» **Aim**: Rewrite the entries below from the line containing "25, row 108." up to and including the line containing "column 13, row 128", with "single dot" replaced by "single marker" and everything else left unchanged.

» **Provided material**:
########

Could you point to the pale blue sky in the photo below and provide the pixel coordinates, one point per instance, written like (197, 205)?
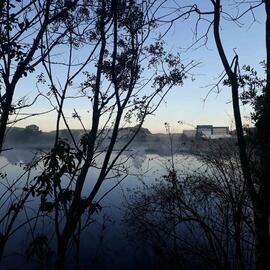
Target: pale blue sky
(185, 103)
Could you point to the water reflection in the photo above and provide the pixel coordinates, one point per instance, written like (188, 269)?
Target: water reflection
(103, 243)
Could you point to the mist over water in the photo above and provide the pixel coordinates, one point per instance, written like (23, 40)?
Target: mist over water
(104, 243)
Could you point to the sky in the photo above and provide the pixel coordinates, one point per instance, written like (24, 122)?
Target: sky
(185, 103)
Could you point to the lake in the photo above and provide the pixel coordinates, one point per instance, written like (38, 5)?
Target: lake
(104, 243)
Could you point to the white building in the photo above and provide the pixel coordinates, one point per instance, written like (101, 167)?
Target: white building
(211, 132)
(189, 133)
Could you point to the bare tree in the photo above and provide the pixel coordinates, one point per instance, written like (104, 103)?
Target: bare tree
(257, 183)
(127, 75)
(196, 219)
(23, 26)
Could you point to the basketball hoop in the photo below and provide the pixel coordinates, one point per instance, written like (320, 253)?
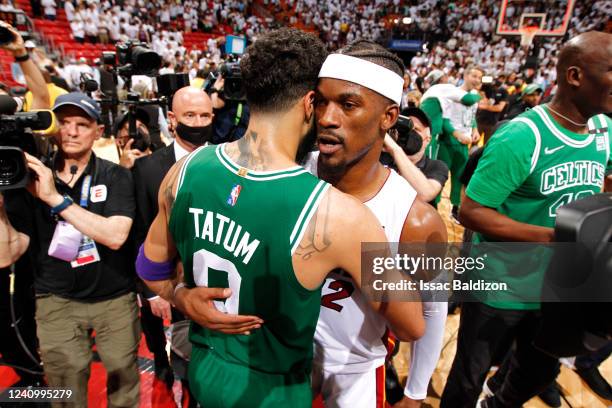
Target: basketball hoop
(528, 33)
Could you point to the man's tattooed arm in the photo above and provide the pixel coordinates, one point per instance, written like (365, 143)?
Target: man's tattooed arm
(317, 237)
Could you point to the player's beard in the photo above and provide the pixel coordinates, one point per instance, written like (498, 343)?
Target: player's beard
(307, 144)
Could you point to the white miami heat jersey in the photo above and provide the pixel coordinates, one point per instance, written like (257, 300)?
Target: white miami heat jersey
(350, 336)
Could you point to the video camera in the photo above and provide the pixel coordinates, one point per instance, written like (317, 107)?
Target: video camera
(132, 58)
(128, 59)
(15, 137)
(233, 89)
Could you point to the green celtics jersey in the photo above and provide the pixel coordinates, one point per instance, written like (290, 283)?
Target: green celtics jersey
(530, 168)
(238, 228)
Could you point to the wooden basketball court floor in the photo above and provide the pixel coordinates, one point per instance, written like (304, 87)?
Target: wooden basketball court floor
(576, 394)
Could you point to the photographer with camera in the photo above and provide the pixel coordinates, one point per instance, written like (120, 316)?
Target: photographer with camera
(427, 176)
(231, 110)
(78, 218)
(33, 77)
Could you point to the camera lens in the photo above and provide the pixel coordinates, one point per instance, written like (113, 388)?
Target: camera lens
(6, 36)
(12, 166)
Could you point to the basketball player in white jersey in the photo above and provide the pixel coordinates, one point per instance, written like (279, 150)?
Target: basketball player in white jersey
(356, 104)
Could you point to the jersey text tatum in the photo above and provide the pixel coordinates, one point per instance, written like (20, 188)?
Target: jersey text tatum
(214, 230)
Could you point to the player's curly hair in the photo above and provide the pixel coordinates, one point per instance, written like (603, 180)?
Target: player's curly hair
(370, 51)
(281, 67)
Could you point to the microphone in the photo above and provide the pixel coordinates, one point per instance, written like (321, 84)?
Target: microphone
(9, 105)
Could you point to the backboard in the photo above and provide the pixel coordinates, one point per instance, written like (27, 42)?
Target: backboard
(552, 17)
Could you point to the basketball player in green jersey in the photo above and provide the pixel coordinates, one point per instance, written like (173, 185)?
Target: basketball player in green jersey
(246, 217)
(545, 158)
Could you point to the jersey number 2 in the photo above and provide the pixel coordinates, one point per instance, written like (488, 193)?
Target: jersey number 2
(343, 290)
(204, 260)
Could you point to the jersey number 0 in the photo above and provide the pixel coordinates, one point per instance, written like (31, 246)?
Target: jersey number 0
(203, 261)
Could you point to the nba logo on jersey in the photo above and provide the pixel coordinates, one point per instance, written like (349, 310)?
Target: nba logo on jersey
(231, 200)
(600, 143)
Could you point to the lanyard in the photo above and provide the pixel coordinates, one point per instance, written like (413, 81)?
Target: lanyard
(85, 191)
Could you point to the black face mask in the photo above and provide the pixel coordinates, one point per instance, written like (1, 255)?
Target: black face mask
(197, 135)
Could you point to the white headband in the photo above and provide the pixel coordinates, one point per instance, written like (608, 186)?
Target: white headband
(364, 73)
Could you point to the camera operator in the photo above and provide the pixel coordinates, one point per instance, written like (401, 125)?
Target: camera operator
(131, 149)
(231, 116)
(18, 343)
(79, 216)
(425, 175)
(191, 118)
(33, 77)
(492, 106)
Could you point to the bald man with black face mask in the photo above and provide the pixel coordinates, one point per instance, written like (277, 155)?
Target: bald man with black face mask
(191, 121)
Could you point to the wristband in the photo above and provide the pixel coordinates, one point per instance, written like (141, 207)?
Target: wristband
(150, 270)
(23, 58)
(63, 205)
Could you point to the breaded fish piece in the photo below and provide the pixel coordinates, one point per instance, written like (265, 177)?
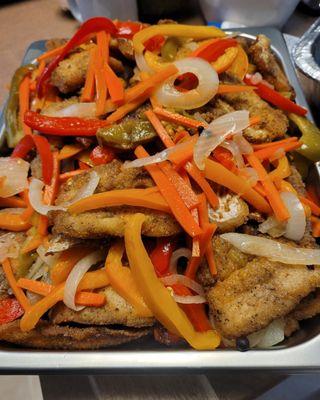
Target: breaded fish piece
(274, 123)
(262, 56)
(112, 221)
(47, 336)
(70, 74)
(253, 296)
(116, 311)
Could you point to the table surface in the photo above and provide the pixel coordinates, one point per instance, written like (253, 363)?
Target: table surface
(20, 24)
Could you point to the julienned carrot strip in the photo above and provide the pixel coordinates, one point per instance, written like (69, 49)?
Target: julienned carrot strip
(314, 208)
(50, 54)
(221, 175)
(123, 110)
(199, 178)
(21, 297)
(159, 128)
(128, 197)
(64, 177)
(44, 289)
(51, 191)
(24, 100)
(88, 89)
(12, 201)
(276, 143)
(170, 194)
(114, 85)
(268, 152)
(178, 119)
(272, 194)
(185, 192)
(234, 88)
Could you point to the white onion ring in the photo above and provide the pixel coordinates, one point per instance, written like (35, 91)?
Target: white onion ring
(189, 299)
(182, 252)
(168, 96)
(273, 250)
(296, 224)
(15, 170)
(75, 277)
(183, 280)
(216, 133)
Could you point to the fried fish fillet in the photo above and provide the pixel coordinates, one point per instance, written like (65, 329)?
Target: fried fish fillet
(111, 221)
(251, 297)
(47, 336)
(262, 56)
(116, 311)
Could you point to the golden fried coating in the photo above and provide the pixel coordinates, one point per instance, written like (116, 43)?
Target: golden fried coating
(116, 311)
(111, 221)
(47, 336)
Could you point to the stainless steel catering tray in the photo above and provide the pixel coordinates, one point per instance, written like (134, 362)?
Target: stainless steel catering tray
(299, 353)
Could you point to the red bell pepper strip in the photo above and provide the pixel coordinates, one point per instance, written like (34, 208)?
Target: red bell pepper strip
(10, 309)
(213, 49)
(161, 255)
(93, 25)
(42, 145)
(275, 98)
(127, 29)
(101, 155)
(154, 43)
(64, 126)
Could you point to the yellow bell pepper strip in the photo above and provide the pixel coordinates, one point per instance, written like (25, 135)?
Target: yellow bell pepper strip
(156, 296)
(17, 291)
(66, 261)
(240, 65)
(217, 173)
(13, 222)
(122, 281)
(36, 311)
(176, 30)
(128, 197)
(282, 171)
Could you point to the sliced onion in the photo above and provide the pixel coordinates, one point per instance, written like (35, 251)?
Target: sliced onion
(9, 247)
(216, 133)
(15, 171)
(272, 249)
(47, 259)
(183, 280)
(86, 190)
(81, 110)
(189, 299)
(244, 146)
(234, 150)
(168, 96)
(273, 227)
(269, 336)
(296, 224)
(182, 252)
(35, 197)
(75, 277)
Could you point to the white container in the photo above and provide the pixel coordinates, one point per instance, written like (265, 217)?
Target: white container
(114, 9)
(249, 12)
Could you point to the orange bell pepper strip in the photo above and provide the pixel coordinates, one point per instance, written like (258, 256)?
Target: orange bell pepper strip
(122, 281)
(17, 291)
(155, 294)
(219, 174)
(44, 289)
(66, 261)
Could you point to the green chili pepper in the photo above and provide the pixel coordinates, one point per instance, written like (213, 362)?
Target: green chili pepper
(310, 137)
(127, 135)
(14, 130)
(169, 49)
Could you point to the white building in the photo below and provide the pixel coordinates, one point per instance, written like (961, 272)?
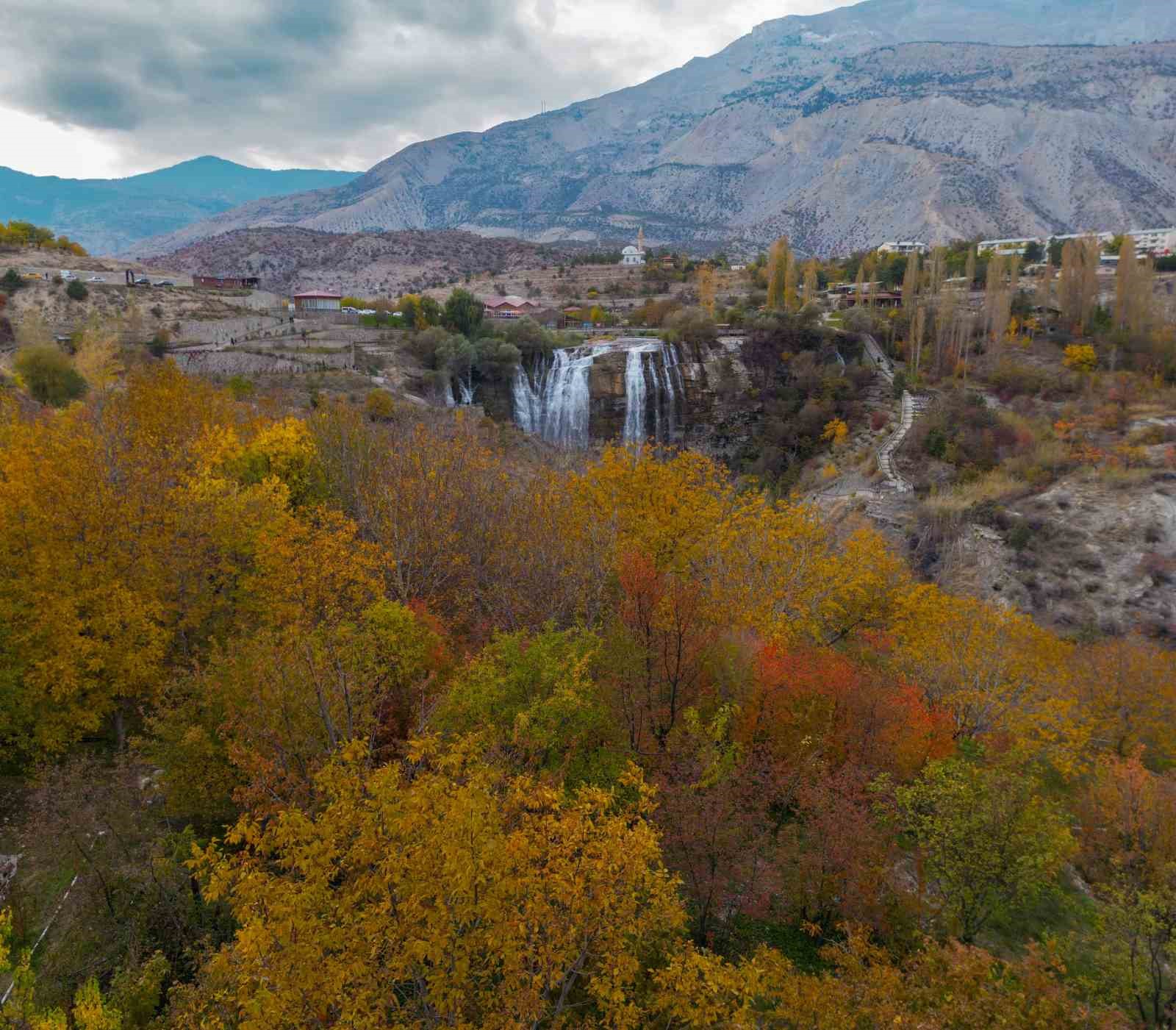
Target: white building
(1015, 246)
(635, 255)
(1158, 243)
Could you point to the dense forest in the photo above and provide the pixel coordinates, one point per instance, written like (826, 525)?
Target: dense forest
(392, 718)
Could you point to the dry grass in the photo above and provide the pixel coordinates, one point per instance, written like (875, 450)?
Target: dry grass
(995, 487)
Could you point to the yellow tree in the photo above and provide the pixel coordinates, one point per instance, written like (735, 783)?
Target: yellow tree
(811, 280)
(1125, 688)
(994, 672)
(98, 354)
(911, 282)
(780, 259)
(456, 896)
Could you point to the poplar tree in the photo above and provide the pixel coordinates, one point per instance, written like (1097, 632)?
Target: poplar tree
(911, 282)
(791, 300)
(779, 259)
(811, 282)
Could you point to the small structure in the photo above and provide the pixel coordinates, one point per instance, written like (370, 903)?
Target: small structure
(633, 257)
(509, 307)
(318, 301)
(879, 300)
(226, 282)
(551, 319)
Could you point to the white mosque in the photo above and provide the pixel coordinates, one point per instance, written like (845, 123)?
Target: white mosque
(635, 255)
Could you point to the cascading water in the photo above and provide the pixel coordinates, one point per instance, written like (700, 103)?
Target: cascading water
(554, 404)
(553, 401)
(637, 392)
(466, 388)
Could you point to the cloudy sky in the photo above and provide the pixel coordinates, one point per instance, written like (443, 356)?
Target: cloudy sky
(113, 87)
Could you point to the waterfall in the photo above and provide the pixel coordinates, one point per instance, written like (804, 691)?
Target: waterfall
(554, 404)
(635, 393)
(553, 398)
(466, 388)
(652, 373)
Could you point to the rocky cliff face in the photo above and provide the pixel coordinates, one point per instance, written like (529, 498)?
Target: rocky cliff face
(840, 129)
(1095, 557)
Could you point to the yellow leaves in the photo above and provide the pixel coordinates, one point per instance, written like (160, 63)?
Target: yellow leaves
(98, 355)
(993, 669)
(836, 432)
(487, 901)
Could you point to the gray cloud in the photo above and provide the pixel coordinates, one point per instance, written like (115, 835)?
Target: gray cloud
(332, 82)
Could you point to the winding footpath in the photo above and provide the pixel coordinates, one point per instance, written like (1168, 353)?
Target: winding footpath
(911, 407)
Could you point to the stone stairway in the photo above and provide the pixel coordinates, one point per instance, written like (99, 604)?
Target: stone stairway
(911, 407)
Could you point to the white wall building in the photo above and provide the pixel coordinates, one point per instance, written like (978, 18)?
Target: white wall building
(1008, 246)
(1158, 243)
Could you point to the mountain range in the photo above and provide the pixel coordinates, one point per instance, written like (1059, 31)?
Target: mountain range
(927, 119)
(109, 215)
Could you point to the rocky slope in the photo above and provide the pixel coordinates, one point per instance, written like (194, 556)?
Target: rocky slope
(841, 129)
(370, 264)
(111, 215)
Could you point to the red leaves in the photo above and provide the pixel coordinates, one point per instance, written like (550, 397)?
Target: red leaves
(809, 702)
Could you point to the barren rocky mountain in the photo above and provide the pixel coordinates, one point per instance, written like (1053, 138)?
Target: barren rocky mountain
(292, 259)
(841, 129)
(111, 215)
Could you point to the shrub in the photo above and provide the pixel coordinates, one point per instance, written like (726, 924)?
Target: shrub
(379, 406)
(49, 375)
(691, 326)
(240, 387)
(1020, 535)
(1081, 357)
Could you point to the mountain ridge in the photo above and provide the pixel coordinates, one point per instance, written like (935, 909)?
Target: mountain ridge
(791, 129)
(110, 215)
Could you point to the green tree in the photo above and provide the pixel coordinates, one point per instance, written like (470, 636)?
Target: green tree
(462, 313)
(986, 840)
(534, 698)
(49, 375)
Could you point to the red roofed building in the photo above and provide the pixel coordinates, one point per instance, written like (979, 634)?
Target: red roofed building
(318, 301)
(509, 307)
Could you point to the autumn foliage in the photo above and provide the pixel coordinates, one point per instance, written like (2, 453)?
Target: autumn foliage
(460, 733)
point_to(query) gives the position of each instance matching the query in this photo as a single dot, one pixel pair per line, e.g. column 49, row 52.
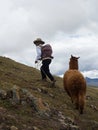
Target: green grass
column 26, row 77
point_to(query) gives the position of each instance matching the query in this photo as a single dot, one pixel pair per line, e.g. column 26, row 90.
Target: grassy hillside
column 27, row 103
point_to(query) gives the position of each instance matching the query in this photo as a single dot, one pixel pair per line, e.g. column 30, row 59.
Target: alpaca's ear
column 78, row 57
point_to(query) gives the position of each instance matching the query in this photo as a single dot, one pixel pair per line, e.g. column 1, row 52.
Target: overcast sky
column 70, row 26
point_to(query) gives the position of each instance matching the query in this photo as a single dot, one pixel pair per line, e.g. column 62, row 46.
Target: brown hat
column 38, row 41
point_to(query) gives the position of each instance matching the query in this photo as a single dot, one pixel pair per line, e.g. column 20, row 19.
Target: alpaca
column 75, row 84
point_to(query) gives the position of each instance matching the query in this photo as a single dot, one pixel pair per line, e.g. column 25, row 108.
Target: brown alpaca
column 75, row 84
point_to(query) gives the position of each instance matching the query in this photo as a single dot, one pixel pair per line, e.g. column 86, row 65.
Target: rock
column 13, row 128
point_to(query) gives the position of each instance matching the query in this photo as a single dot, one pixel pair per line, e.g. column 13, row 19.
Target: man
column 44, row 53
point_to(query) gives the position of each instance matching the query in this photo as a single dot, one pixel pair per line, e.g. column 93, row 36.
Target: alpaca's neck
column 73, row 65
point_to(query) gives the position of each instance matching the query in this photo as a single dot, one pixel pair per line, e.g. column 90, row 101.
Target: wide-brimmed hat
column 38, row 41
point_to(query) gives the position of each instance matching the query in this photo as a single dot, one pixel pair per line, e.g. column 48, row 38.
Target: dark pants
column 45, row 69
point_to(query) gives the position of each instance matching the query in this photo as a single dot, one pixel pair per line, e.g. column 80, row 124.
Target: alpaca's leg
column 81, row 103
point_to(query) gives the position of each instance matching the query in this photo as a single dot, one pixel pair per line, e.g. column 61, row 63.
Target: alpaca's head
column 73, row 64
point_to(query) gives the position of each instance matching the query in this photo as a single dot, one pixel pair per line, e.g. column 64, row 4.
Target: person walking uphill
column 44, row 53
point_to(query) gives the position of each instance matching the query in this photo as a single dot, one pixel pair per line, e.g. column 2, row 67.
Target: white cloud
column 70, row 26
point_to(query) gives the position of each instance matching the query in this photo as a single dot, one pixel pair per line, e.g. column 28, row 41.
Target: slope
column 27, row 103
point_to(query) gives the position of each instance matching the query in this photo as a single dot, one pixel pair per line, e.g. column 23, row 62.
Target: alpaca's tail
column 81, row 103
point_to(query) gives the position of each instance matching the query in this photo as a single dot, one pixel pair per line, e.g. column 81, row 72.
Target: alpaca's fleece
column 75, row 86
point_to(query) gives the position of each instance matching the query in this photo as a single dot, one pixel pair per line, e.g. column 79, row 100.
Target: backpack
column 46, row 51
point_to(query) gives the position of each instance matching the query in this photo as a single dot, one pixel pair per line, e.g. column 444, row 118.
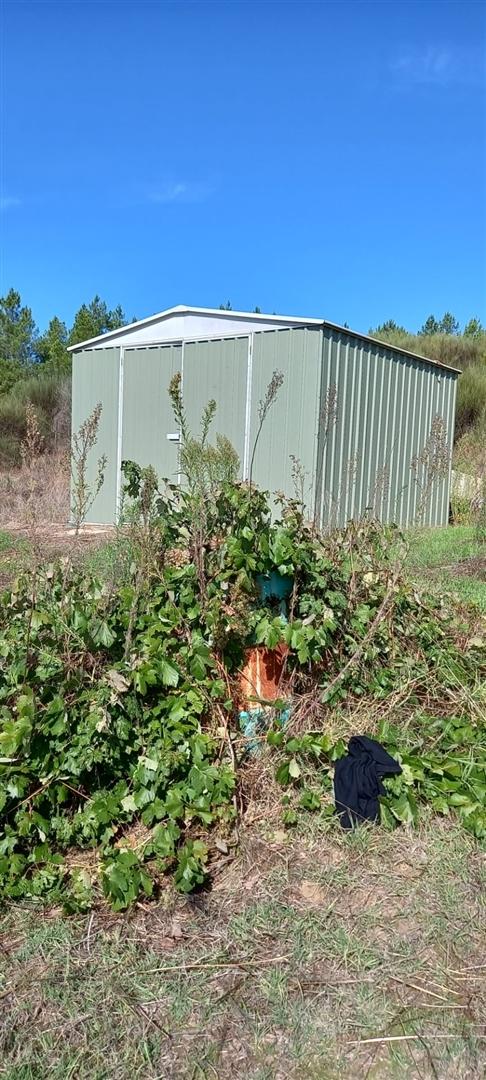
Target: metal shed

########

» **Full response**:
point_to(query) gives the position of each instance matching the query in this photo as a single marker, one pixel pair per line, e.g. column 25, row 108.
Target: brown alpaca
column 75, row 84
point_to(query) gives the position of each instance matching the query in this photo as a single marker, one pixel pair per line, e.g. column 86, row 65.
Target: rock
column 13, row 128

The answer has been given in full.